Work to complete:
- A) List every Philadelphia Phillies player named in the game report.
- B) From the game report, extract the passage that begins with the words "Lincecum (0-2) surrendered" and ends after the words "a three-game span.", copying it verbatim.

Passage shown:
SAN FRANCISCO -- Tim Lincecum didn't give the Giants what they usually receive from him, with the possible exception of hope.

Statistically, Lincecum's struggles reached an unprecedented pace Monday as the Giants dropped the opener of a three-game series to the Philadelphia Phillies, 5-2. But a careful look at his performance suggested that it wasn't as dreadful as the numbers indicated.

Lincecum (0-2) surrendered five runs and eight hits in six innings, marking the third time in as many starts that he has yielded five or more runs. Dating back to his final 2011 outing, Lincecum's five-plus streak actually stands at four games. Since reaching the Major Leagues in May 2007, the right-hander had never allowed at least five runs for more than two straight games. He has allowed 16 runs this year, marking the first time he has coughed up that many in a three-game span.

By contrast, Phillies starter Roy Halladay (3-0), like Lincecum a two-time Cy Young Award winner, lasted eight innings, allowing seven hits -- including three Buster Posey singles -- and both Giants runs. The initial regular-season faceoff between the aces, who split their pair of meetings in the 2010 National League Championship Series, lacked real drama.

That was mainly because Lincecum remained vulnerable in the first inning, when Philadelphia scored four runs. He has allowed nine first-inning runs this season, compared to eight in 33 starts last year.

Nevertheless, the right-hander was effective enough to provide reason for optimism.

"I think, without question, this was a much-improved outing," Giants manager Bruce Bochy said.

Said Lincecum, "It's easy to say when things start falling off in that first inning, 'Here we go again.' But I tried my best to put a stop to that and pitch better from the second inning on."

Lincecum, whose ERA dropped from 12.91 to 10.54, issued only one walk while striking out six. He retired 10 consecutive batters after Laynce Nix's two-run double capped the Phillies' big first inning. Philadelphia mustered one run and four hits off him in his final five innings, though one of those hits was Halladay's RBI single.

"That's pretty much what I can take from this outing, that my last five or so innings were good and I'm going to try to feed off of that," Lincecum said.

Moreover, that first inning might have unfolded differently were it not for a defensive lapse -- which has been a common sight for the Giants so far.

With one out, Philadelphia's Placido Polanco lifted a fly that sliced away from center fielder Angel Pagan toward the right-center-field gap. Pagan and right fielder Melky Cabrera converged on the ball, which fell for a double. The next four batters reached base safely. Jimmy Rollins walked before Hunter Pence and Shane Victorino lined RBI singles. Nix followed with his double.

Pagan criticized himself harshly for misplaying Polanco's hit.

"We miscommunicated," Pagan said, admitting later that neither he nor Cabrera called to each other. "The ball dropped. I take full responsibility. I'm the center fielder. ... We should have caught that ball. Bottom line. We have to do a better job playing defense and we will."

Information supplied:
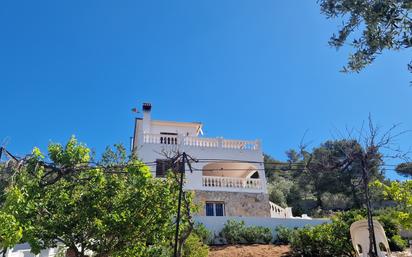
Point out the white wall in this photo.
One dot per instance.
(216, 224)
(151, 152)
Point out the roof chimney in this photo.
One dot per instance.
(147, 120)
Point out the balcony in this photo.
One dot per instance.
(201, 142)
(231, 183)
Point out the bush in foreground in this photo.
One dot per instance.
(333, 239)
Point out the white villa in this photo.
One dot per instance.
(228, 179)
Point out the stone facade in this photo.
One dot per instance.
(236, 203)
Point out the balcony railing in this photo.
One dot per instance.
(231, 182)
(200, 142)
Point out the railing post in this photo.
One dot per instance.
(220, 142)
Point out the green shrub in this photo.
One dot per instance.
(194, 247)
(392, 228)
(325, 240)
(235, 232)
(397, 243)
(283, 235)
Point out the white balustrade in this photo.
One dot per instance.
(231, 182)
(278, 212)
(200, 142)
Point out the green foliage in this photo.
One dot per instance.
(194, 247)
(10, 231)
(392, 227)
(401, 193)
(235, 232)
(397, 243)
(333, 239)
(125, 213)
(325, 240)
(404, 169)
(378, 25)
(283, 235)
(321, 180)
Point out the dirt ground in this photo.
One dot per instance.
(249, 251)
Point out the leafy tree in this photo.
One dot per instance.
(117, 211)
(376, 25)
(400, 192)
(404, 169)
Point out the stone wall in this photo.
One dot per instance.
(236, 203)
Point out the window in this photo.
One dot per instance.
(163, 166)
(215, 209)
(168, 138)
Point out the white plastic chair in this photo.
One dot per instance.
(360, 238)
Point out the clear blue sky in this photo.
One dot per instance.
(246, 69)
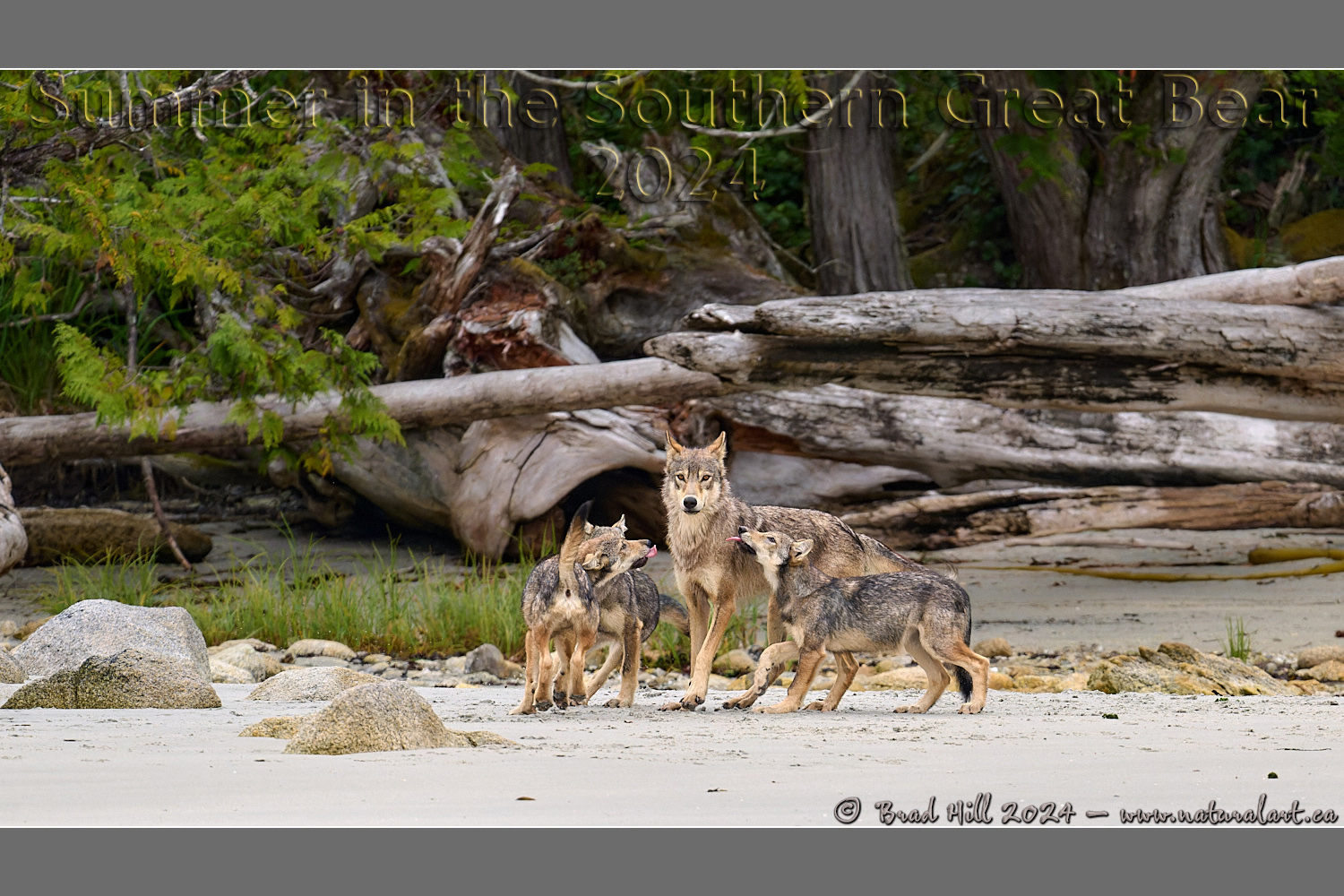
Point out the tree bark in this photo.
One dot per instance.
(956, 441)
(13, 540)
(414, 405)
(851, 196)
(1113, 207)
(954, 520)
(531, 142)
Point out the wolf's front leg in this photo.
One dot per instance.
(806, 670)
(527, 705)
(771, 664)
(694, 694)
(631, 665)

Full solutions:
- A) Roy Halladay, Placido Polanco, Jimmy Rollins, Hunter Pence, Shane Victorino, Laynce Nix

- B)
Lincecum (0-2) surrendered five runs and eight hits in six innings, marking the third time in as many starts that he has yielded five or more runs. Dating back to his final 2011 outing, Lincecum's five-plus streak actually stands at four games. Since reaching the Major Leagues in May 2007, the right-hander had never allowed at least five runs for more than two straight games. He has allowed 16 runs this year, marking the first time he has coughed up that many in a three-game span.